- GOAL -
Write out the full listing again, exactly as it stands.

____ MATERIALS PROVIDED

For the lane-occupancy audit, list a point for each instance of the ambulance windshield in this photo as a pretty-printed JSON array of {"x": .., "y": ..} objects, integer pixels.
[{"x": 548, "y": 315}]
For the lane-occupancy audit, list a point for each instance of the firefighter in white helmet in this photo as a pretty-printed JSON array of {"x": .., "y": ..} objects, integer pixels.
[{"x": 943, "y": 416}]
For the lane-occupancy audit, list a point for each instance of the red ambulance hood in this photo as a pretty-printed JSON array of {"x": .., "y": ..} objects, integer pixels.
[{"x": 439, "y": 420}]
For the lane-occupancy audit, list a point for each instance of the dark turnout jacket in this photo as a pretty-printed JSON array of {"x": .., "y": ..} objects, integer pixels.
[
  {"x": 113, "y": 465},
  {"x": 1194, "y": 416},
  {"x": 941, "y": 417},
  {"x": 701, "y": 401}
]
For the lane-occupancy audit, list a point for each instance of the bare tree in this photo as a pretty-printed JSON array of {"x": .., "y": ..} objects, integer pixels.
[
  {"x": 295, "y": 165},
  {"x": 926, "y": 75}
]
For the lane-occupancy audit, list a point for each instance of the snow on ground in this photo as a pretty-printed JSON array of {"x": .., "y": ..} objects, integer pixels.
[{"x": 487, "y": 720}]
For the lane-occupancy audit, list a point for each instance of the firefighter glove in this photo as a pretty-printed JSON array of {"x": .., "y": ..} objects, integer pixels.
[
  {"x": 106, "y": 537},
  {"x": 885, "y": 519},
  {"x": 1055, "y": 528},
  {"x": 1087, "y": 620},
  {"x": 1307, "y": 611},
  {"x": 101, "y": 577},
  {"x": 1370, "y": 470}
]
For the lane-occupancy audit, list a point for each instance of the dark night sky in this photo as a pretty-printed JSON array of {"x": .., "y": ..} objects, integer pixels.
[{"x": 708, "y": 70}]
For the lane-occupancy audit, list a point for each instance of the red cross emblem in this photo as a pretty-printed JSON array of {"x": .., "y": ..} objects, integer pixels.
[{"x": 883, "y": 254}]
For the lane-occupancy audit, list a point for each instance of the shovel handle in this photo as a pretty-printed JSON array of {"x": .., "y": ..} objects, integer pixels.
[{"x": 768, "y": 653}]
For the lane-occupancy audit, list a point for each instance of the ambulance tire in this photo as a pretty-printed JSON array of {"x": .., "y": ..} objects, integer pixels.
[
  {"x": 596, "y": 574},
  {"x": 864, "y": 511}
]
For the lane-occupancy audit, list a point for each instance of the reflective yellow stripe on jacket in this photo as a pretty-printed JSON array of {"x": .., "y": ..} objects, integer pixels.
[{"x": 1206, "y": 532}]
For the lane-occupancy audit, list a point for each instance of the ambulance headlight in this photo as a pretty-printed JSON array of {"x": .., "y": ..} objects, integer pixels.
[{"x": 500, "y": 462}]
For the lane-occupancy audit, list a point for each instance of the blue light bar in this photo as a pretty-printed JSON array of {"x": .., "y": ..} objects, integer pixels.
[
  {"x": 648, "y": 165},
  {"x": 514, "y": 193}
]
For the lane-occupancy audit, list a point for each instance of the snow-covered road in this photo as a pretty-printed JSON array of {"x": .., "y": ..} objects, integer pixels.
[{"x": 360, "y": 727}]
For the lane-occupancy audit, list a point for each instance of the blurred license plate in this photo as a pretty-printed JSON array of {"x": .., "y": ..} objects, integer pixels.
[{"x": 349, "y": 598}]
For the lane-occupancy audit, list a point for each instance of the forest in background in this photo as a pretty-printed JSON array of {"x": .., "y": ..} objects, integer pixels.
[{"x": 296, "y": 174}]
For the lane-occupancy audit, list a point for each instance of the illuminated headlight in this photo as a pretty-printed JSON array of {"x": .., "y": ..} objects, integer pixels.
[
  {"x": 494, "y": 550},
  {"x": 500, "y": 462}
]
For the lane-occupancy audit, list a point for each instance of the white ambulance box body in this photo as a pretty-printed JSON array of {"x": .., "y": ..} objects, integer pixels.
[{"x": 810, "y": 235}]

________

- FINAL RESULT -
For the lane-occupancy audit, list a point for each instance of the ambulance windshield in this photo as a pretty-printed JSON array of {"x": .., "y": ..} objects, integer pixels.
[{"x": 548, "y": 315}]
For the lane-occupancy audit, list a point for each instance of the firefighter in white helmet in this photo as a pretty-printed JSON array of {"x": .., "y": ..} objects, integer pixels.
[{"x": 943, "y": 416}]
For the lane-occupancy audit, list a point for each instance of the red ambulance hood in this photo as a pretty-printed JSON array of {"x": .., "y": ..} objects, integer pixels.
[{"x": 439, "y": 420}]
For the lane-occupancy audit, list a point for each instance of the dark turnout jacket in this photo as a pretty-printed JSON array of {"x": .., "y": ..} objects, integer pixels.
[
  {"x": 113, "y": 465},
  {"x": 1194, "y": 416},
  {"x": 941, "y": 417},
  {"x": 701, "y": 401}
]
For the lane-occupancy audit, list a point for each instance of the bare tree in this photo as a pretty-printed JSON array of {"x": .., "y": ..} objects, integer pixels.
[
  {"x": 295, "y": 165},
  {"x": 926, "y": 75}
]
For the lane-occupancy audit, list a point for each instance of the snow on ground in this photo as a pretty-printed JSON array of {"x": .., "y": ..} objects, integer pixels.
[{"x": 487, "y": 720}]
For the lane-occupancy audit, list a point for each instance of the firefighter glove in this photo as a pretty-printed JSON array of {"x": .., "y": ..} objects, integer pixels.
[
  {"x": 106, "y": 537},
  {"x": 885, "y": 519},
  {"x": 1055, "y": 528},
  {"x": 1087, "y": 620},
  {"x": 1307, "y": 611},
  {"x": 101, "y": 577},
  {"x": 1370, "y": 470}
]
For the lane-occupancy audit, list a point for each instance of the dark night sky in this photo as a pretty-printed JSON array of {"x": .., "y": ..} objects, integer pixels.
[{"x": 708, "y": 70}]
For the lane-occupancy audit, list a point for each instance of the red cross emblem in this photo as a pretty-printed JSON array of {"x": .., "y": ..} objects, integer pixels.
[{"x": 883, "y": 254}]
For the lane-occupancy audit, list a point for each instance of the shovel handle in this photo as a pretty-printed JSON array of {"x": .., "y": ..} objects, integer pixels.
[{"x": 768, "y": 653}]
For the lane-occupancy audit, list a point for each instance of the ambulance tire in this photo as a pretty-printed JSON array of {"x": .., "y": ..} objects, integer pixels.
[
  {"x": 596, "y": 574},
  {"x": 864, "y": 511}
]
For the lane-occupancy audit, list a point for each instance of the reflective yellow stripe on jacket in this photo as a pretty-printed JSON array of {"x": .., "y": ..} objects, integer pixels.
[{"x": 1206, "y": 532}]
For the lane-occupancy audit, list a point for each instance of the ambulance headlight in this photo as a pretty-printed JSON array of {"x": .., "y": ..} objects, integer pixels.
[{"x": 500, "y": 462}]
For the lane-occupancy audit, list a point for each instance of the blue light bar in this photo as a pretty-printed JSON array of {"x": .., "y": ..} objects, integer pixels.
[
  {"x": 648, "y": 165},
  {"x": 514, "y": 193}
]
For the lane-occupancy audit, list a point for each instance of the snow-covered road in this photo as a pretty-printed JSON array of {"x": .., "y": ..} objects, integer pixels.
[{"x": 360, "y": 727}]
For the lane-occupancy audit, list a point for each instance of the blurred license plate in this photo as a pretty-printed JSON array of {"x": .., "y": ..} objects, integer pixels.
[{"x": 349, "y": 598}]
For the lane-occupancy audit, list a point for each instance of the forest in background in this photo as a pretty-printed JSON array of {"x": .., "y": ..} objects, integer pixels.
[{"x": 296, "y": 174}]
For the lane-occupancy audit, list a point for each instance of the illuminated headlight in this photo as a pretty-printed JSON array of {"x": .., "y": ..} objects, integer pixels.
[
  {"x": 494, "y": 550},
  {"x": 500, "y": 462}
]
For the lane-occupancy audit, list a point for each instance of the white ambulance box body in this photo as a pretty-printed JSON array of {"x": .., "y": ..} objects, integer pixels.
[{"x": 810, "y": 235}]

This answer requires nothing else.